Given passage |
######

Introduction to Database Systems
A database is an organized collection of related data, and a Database Management System (DBMS) is the software that stores, retrieves, and manages that data while controlling concurrent access and ensuring integrity. DBMSs are at the heart of nearly every non-trivial software system, from banking to e-commerce to social networks.
File Systems vs DBMS
Earlier applications used flat files for data storage, but file-based systems suffered from data redundancy, inconsistency, difficulty in access, limited concurrent use, and weak security. A DBMS overcomes these by providing a central, well-structured data store with a query language, transaction support, and controlled access.
Data Abstraction
DBMS introduces three levels of data abstraction. The physical level describes how data is actually stored on disk. The logical level describes the structure of the data: tables, relationships, and constraints. The view level presents specialized subsets of the data to different users. This separation allows the physical representation to change without affecting applications, a property called physical data independence. Similarly, logical data independence insulates user views from changes in the logical schema.
Data Models
A data model defines how data is represented conceptually. The relational model, based on tables of rows and columns, dominates commercial database systems. Other models include the hierarchical model (tree-structured), the network model (graph-structured), the object-oriented model, and the document model used by NoSQL systems. The entity-relationship (ER) model is widely used during design but is ultimately mapped to one of the implementation models.

######

Records supplied |
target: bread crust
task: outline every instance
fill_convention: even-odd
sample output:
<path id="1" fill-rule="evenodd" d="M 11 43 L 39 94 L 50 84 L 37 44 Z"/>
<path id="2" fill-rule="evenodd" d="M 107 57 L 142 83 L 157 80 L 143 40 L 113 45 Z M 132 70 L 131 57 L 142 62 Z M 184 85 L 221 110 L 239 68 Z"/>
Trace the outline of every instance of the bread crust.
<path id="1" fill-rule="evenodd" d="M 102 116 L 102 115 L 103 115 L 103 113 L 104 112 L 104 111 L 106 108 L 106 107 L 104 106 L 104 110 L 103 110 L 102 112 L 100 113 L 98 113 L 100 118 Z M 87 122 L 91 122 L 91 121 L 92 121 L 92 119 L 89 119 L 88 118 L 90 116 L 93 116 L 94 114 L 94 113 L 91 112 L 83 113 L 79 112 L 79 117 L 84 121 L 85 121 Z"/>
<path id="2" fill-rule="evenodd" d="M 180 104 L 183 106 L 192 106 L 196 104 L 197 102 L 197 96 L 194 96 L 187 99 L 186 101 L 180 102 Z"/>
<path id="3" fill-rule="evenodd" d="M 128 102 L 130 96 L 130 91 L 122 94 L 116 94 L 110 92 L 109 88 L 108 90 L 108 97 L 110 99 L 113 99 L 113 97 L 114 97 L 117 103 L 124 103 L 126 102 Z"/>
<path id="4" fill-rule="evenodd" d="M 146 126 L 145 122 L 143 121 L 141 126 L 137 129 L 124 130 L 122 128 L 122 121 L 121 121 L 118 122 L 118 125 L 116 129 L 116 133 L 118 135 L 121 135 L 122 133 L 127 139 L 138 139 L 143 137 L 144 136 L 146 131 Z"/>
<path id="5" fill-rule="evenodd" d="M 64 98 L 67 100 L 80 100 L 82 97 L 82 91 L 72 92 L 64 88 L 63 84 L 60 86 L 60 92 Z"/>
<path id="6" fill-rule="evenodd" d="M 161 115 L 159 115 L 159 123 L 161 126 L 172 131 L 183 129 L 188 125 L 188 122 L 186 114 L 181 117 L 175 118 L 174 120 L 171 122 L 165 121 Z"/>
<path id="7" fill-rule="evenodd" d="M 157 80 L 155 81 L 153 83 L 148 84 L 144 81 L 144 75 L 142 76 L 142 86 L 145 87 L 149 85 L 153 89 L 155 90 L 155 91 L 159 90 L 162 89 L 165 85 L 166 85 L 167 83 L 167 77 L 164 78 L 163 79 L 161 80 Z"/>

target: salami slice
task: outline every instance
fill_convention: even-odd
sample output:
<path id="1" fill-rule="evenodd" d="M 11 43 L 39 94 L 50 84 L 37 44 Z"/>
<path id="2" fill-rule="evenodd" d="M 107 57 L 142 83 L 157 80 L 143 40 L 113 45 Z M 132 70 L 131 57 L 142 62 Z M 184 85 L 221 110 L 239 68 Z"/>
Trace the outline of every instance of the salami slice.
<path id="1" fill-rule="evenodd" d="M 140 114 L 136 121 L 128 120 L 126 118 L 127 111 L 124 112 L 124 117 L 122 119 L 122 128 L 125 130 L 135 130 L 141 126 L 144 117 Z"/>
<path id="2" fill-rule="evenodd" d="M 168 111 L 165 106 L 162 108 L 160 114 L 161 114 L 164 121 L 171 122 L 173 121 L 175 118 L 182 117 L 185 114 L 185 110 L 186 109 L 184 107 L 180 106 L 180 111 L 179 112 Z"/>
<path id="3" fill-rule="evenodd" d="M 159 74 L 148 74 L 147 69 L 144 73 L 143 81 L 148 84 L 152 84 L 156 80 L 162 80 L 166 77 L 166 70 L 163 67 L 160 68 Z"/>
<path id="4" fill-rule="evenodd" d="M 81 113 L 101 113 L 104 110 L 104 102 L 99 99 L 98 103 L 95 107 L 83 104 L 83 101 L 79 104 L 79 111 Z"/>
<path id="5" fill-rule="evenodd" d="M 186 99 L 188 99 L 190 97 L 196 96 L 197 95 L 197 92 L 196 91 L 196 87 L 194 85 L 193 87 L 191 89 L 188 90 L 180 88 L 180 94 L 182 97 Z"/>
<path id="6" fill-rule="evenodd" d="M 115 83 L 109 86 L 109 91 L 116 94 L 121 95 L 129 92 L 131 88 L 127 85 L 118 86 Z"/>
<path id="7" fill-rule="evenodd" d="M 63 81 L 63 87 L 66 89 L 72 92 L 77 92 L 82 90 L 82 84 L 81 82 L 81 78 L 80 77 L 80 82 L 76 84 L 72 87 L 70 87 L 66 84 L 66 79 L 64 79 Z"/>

######

Assignment 1 | Please write out the stretch from "Introduction to Database" through "and controlled access." in the introduction to database systems, word for word.
Assignment 2 | Summarize the introduction to database systems in two sentences.
Rely only on the introduction to database systems, not on the listing.

Answer space 1 |
Introduction to Database Systems
A database is an organized collection of related data, and a Database Management System (DBMS) is the software that stores, retrieves, and manages that data while controlling concurrent access and ensuring integrity. DBMSs are at the heart of nearly every non-trivial software system, from banking to e-commerce to social networks.
File Systems vs DBMS
Earlier applications used flat files for data storage, but file-based systems suffered from data redundancy, inconsistency, difficulty in access, limited concurrent use, and weak security. A DBMS overcomes these by providing a central, well-structured data store with a query language, transaction support, and controlled access.

Answer space 2 | A database is an organized collection of related data, and a DBMS is the software that stores, retrieves, and manages it, overcoming the redundancy, inconsistency, and weak security of earlier file-based systems. A DBMS separates data into physical, logical, and view levels of abstraction that provide data independence, and it represents data through a data model, of which the relational model dominates commercial systems.